═════ Records supplied ═════

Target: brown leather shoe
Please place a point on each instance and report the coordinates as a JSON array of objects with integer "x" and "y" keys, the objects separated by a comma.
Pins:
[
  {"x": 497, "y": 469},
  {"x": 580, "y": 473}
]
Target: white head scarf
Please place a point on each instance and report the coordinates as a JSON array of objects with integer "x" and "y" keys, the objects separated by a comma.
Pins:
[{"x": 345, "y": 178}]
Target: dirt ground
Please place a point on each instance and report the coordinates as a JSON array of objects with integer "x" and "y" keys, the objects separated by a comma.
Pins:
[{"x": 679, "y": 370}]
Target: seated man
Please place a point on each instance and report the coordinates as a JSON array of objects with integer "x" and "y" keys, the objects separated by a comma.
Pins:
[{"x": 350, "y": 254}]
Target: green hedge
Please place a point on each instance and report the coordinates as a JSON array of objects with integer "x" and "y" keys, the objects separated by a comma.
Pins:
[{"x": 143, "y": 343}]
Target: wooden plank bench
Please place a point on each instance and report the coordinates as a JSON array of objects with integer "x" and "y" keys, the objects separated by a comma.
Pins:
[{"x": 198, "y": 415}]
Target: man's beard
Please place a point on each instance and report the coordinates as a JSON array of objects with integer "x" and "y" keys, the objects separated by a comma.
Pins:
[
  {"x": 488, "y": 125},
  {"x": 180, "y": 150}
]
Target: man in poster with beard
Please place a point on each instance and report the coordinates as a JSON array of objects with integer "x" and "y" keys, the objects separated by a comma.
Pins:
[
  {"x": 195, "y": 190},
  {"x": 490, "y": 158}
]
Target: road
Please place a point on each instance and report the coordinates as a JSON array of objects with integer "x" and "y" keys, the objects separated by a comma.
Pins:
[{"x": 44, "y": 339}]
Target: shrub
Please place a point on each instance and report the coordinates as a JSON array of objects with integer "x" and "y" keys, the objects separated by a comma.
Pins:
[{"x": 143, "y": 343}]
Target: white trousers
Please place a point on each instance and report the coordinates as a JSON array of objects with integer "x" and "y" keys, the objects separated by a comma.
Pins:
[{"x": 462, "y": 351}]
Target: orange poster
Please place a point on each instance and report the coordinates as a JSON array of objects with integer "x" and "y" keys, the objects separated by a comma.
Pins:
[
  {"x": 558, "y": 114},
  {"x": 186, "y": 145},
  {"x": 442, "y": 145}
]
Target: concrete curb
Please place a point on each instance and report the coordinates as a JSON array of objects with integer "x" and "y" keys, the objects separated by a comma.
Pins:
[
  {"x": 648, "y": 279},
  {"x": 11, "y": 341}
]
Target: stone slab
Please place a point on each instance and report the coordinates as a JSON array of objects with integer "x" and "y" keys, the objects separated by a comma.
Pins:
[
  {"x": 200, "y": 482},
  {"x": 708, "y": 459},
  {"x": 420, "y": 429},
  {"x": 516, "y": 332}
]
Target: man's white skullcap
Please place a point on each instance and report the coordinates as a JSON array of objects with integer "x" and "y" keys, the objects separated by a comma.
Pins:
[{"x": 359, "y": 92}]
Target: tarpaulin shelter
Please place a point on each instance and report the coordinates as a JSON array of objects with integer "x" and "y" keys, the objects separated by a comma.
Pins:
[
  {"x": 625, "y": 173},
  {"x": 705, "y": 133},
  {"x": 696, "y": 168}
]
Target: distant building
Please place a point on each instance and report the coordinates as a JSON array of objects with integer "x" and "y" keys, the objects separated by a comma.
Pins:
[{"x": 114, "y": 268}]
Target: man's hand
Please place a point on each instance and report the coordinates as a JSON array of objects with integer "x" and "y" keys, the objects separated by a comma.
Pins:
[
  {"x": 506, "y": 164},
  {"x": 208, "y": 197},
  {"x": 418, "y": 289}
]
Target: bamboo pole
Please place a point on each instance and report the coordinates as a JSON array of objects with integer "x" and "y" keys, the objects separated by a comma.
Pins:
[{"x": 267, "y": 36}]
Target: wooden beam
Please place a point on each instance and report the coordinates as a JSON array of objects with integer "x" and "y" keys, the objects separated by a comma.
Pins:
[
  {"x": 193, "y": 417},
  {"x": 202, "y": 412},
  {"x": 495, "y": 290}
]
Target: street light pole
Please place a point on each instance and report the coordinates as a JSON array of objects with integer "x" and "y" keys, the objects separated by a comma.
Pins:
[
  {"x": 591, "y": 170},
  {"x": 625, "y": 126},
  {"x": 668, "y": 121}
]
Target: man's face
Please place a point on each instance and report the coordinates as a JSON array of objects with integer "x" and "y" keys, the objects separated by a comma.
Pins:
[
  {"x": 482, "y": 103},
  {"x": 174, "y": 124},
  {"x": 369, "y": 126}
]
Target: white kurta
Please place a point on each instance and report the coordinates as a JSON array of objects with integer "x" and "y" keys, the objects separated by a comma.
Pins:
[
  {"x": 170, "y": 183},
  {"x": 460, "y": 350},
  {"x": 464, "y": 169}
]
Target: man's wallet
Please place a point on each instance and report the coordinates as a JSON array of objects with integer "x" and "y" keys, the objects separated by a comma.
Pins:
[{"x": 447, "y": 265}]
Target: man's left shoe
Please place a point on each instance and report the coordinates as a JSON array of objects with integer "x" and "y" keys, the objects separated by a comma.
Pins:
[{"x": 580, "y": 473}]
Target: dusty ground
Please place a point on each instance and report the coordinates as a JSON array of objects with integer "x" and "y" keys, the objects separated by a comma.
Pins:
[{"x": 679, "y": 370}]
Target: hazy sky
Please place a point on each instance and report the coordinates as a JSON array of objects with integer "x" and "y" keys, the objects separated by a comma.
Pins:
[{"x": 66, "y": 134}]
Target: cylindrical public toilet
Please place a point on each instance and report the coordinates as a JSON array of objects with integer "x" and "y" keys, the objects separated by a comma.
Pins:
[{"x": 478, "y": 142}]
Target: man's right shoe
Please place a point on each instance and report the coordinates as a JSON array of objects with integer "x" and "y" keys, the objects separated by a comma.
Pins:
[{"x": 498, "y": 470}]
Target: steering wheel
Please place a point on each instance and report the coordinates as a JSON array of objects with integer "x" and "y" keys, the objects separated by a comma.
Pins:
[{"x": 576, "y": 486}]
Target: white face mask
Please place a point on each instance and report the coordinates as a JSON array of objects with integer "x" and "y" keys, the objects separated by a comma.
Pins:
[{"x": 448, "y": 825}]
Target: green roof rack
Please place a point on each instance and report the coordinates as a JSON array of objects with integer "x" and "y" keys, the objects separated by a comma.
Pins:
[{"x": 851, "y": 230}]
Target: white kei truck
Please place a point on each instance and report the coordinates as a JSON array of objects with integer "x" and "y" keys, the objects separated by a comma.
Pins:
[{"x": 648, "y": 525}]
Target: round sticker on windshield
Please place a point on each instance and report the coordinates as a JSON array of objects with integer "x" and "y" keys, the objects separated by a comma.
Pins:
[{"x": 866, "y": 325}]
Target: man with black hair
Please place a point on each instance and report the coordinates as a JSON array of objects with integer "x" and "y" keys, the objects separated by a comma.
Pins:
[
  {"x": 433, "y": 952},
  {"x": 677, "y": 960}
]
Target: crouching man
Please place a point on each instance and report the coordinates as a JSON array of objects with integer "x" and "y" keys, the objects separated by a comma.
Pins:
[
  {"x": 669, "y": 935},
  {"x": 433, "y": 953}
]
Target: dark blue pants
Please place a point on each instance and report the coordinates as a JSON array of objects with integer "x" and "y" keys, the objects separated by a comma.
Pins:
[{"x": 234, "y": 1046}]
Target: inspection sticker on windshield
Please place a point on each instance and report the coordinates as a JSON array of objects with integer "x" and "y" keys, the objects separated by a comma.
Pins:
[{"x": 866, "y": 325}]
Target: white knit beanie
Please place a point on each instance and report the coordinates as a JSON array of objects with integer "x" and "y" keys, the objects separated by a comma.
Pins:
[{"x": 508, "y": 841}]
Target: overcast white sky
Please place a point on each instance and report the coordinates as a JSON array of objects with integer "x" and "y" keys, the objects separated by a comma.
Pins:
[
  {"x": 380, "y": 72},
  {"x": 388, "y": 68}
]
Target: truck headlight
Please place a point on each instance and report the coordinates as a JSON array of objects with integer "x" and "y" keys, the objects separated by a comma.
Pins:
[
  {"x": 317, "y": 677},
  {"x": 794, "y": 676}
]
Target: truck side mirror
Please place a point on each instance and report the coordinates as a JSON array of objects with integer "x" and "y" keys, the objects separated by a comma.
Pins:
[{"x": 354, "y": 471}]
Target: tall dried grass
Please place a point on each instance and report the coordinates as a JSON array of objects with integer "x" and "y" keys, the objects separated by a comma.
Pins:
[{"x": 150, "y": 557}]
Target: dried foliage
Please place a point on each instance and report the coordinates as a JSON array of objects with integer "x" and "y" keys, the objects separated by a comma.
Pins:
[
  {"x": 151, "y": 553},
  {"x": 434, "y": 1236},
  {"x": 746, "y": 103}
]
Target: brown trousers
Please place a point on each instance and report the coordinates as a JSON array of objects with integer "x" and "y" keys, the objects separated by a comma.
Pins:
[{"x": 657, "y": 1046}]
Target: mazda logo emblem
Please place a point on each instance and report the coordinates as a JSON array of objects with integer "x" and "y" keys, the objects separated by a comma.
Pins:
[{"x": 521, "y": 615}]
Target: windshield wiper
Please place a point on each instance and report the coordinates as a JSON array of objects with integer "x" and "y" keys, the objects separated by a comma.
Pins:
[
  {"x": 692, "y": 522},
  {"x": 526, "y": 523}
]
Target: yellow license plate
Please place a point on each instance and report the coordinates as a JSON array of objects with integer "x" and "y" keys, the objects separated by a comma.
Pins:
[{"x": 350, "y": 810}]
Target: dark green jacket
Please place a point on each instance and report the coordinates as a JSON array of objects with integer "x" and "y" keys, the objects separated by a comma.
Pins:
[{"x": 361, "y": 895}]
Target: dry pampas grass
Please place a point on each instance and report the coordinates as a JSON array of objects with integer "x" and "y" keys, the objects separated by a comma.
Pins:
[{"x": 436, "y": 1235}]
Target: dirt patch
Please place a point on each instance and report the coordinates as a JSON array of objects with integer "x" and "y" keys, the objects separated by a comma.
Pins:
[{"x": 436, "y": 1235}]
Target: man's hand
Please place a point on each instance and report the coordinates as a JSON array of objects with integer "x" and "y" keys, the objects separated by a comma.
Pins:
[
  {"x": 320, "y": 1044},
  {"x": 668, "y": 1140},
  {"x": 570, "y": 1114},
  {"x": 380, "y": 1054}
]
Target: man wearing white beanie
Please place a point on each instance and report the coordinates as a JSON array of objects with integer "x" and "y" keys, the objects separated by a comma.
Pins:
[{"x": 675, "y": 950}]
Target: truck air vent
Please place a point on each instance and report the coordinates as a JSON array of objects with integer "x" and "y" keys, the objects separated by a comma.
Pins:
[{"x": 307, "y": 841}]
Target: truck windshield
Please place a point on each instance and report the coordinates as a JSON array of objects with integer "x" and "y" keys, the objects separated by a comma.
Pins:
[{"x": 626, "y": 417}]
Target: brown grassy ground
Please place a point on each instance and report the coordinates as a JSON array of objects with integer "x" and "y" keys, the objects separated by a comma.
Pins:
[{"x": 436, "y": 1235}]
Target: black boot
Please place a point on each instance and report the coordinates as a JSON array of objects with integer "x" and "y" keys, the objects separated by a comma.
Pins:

═════

Instruction ▸
Starting from the line with "Target: truck air vent" and ending with the final line of the data, quote every line exactly, both ends included.

Written solution ▸
Target: truck air vent
Please place a point on each instance and report the coordinates as a JSON array of objects with integer "x" and "y" keys, the objects separated by a comma.
Pins:
[{"x": 307, "y": 841}]
Target: truck windshield
Please place a point on each instance and report the coordinates as a JSON array of objects with integer "x" and "y" keys, the objects separated by a comma.
Pins:
[{"x": 626, "y": 417}]
Target: brown grassy ground
Please place a point on each instance and report the coordinates as a JSON array of objects with integer "x" and "y" keys, the objects separated by a comma.
Pins:
[{"x": 436, "y": 1235}]
Target: black boot
Please place a point on each instance and report the coordinates as a JSON array of objects with integer "x" and "y" keys, the objects separated by a comma.
Pins:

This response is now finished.